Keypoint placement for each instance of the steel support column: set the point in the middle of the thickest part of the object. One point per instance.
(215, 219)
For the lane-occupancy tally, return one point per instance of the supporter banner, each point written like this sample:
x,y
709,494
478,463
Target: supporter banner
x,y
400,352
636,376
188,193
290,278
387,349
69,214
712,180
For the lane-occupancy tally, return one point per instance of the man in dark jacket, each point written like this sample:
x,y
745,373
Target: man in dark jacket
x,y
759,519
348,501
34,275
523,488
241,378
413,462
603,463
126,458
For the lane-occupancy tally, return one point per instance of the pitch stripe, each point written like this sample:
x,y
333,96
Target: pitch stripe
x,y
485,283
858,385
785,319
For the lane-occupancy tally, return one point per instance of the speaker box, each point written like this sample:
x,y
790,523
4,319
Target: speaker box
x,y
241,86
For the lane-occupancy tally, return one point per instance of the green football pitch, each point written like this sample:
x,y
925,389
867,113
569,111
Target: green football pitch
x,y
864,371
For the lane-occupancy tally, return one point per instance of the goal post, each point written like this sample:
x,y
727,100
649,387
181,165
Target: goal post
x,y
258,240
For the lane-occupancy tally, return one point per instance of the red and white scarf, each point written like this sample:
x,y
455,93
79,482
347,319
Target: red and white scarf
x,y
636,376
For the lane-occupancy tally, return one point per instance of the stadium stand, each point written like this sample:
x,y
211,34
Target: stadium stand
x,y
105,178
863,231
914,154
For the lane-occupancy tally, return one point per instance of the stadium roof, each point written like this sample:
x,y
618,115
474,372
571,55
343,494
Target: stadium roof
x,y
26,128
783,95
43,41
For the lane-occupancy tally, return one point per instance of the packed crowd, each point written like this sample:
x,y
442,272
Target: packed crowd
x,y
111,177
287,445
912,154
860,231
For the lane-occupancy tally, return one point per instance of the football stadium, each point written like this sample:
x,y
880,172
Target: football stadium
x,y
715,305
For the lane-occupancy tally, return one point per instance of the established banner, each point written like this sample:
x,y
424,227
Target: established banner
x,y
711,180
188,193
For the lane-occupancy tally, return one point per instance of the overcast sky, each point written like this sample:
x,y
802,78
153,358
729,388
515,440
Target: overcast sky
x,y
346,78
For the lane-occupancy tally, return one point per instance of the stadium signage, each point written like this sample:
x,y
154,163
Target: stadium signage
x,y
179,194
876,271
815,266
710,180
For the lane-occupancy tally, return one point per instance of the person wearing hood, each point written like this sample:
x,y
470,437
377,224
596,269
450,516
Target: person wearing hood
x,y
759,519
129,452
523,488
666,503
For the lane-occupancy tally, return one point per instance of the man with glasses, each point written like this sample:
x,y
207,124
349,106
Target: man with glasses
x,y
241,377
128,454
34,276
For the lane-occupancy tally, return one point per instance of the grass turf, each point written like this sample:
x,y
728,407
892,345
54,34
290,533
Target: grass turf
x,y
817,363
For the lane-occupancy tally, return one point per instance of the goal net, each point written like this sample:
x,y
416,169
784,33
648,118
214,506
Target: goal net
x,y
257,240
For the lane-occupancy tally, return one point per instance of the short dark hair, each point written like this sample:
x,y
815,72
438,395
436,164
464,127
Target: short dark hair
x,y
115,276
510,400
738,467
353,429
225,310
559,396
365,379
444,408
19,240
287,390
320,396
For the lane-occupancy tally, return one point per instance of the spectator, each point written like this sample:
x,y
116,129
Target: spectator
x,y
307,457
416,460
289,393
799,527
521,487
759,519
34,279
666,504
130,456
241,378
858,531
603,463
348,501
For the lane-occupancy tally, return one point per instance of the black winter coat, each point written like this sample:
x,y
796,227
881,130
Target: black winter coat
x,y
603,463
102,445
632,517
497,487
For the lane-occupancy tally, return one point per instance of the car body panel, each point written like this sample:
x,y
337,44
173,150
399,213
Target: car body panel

**What the task requires:** Write out all of the records above exactly as they appear.

**Task answer:**
Keypoint placement for each instance of the steel support column: set the point in the middle of the thickest part of the object. One point per instance.
(215, 219)
For the lane-occupancy tally, return one point per instance of the supporter banner, each point written like this sample:
x,y
709,494
478,463
Target: supporter banner
x,y
400,352
636,376
188,193
290,278
387,349
69,214
712,180
For the lane-occupancy tally, return one point per instance of the man in dark jacket, each point written like this sample:
x,y
745,373
Target: man in dark jacket
x,y
759,519
348,501
34,275
523,488
241,378
413,462
603,463
126,458
For the lane-occupancy tally, return one point per instance of the pitch stripe, each point written like this sample:
x,y
333,96
Target: pitch stripe
x,y
485,283
858,385
785,319
For the lane-occupancy tally, return one point per instance of the speaker box, each point written like this sample:
x,y
790,523
4,319
Target: speaker box
x,y
241,86
For the lane-occupancy tally, return one point per instance of the green football pitch, each point written like this sample:
x,y
925,389
867,113
569,111
Target: green football pitch
x,y
864,371
For the lane-occupancy tally, return one point per instance of the goal post, each point written like this sample:
x,y
727,100
649,387
181,165
Target: goal post
x,y
258,240
For the lane-occupancy tally, return one point per instance of the red and white scarf, each point written like this sample:
x,y
455,93
79,482
347,319
Target: red and white scarf
x,y
636,376
For the lane-occupancy tally, return one point per instance of the stadium stand, each point written like this sample:
x,y
211,34
Target: stadium stand
x,y
105,178
863,231
914,154
For the lane-occupancy tally, return one point per instance of the stadium roof, each point written like this sample:
x,y
618,115
474,372
571,55
343,494
Target: stadium roof
x,y
26,128
783,95
43,41
For the lane-occupancy tally, return one point per instance of the packed crowd, each point written like this sample:
x,y
442,272
Target: packed crowd
x,y
111,177
287,445
912,154
860,231
For the lane-occupancy tally, return one point per instance of the football stadium, each point written like this sample:
x,y
880,172
Target: football stadium
x,y
715,305
For the lane-occupancy tally, return one point per instance of the established banner, each point written like this sample:
x,y
424,227
Target: established banner
x,y
711,180
188,193
For the lane-occupancy tally, return one point per instance of the overcast sky, each point written like this sample:
x,y
802,78
153,358
729,388
515,440
Target: overcast sky
x,y
346,78
For the lane-occupancy tally, return one point per instance of the stadium signage, each point written like this sample:
x,y
154,163
Target: stadium signage
x,y
179,194
876,271
815,266
710,180
For the lane-occupancy tally, return one point per instance of the person wearing hood, each point written like this sample:
x,y
470,437
377,224
596,269
450,516
Target: person wearing hood
x,y
759,519
129,452
523,488
666,503
For the lane-occupancy tally, return one point per instance of the man with glasses, each point written like this sample:
x,y
207,124
349,106
Target: man with glasses
x,y
241,377
128,454
34,276
For the lane-occupancy tally, return one point per instance of the grass turf, each point written like this sample:
x,y
728,407
892,345
54,34
290,533
Target: grass turf
x,y
817,363
For the lane-occupancy tally, return one point per instance of the goal net, each point written like this sample:
x,y
416,169
784,33
648,118
214,506
Target: goal net
x,y
257,240
For the lane-occupancy tally, return one point per instance of the short dark hair, each point written like this sample:
x,y
815,72
438,395
436,164
464,127
Target: short dark hair
x,y
115,276
510,400
738,467
353,429
225,310
559,396
365,379
444,408
19,240
287,390
320,396
For the lane-occupancy tally, return one point per instance of the spectator, each point written like this sample:
x,y
116,129
Target: spectator
x,y
307,457
416,460
289,393
799,527
521,487
759,519
34,279
666,504
130,456
241,378
858,531
603,463
348,501
For the lane-occupancy tally, return one point per instance of the black winter coat, each point written like this sample:
x,y
796,227
881,130
Target: black winter coat
x,y
603,463
102,445
632,517
497,487
For the lane-occupancy tally, return one point per instance of the car body panel, each point written like this sample:
x,y
337,44
173,150
399,213
Target: car body panel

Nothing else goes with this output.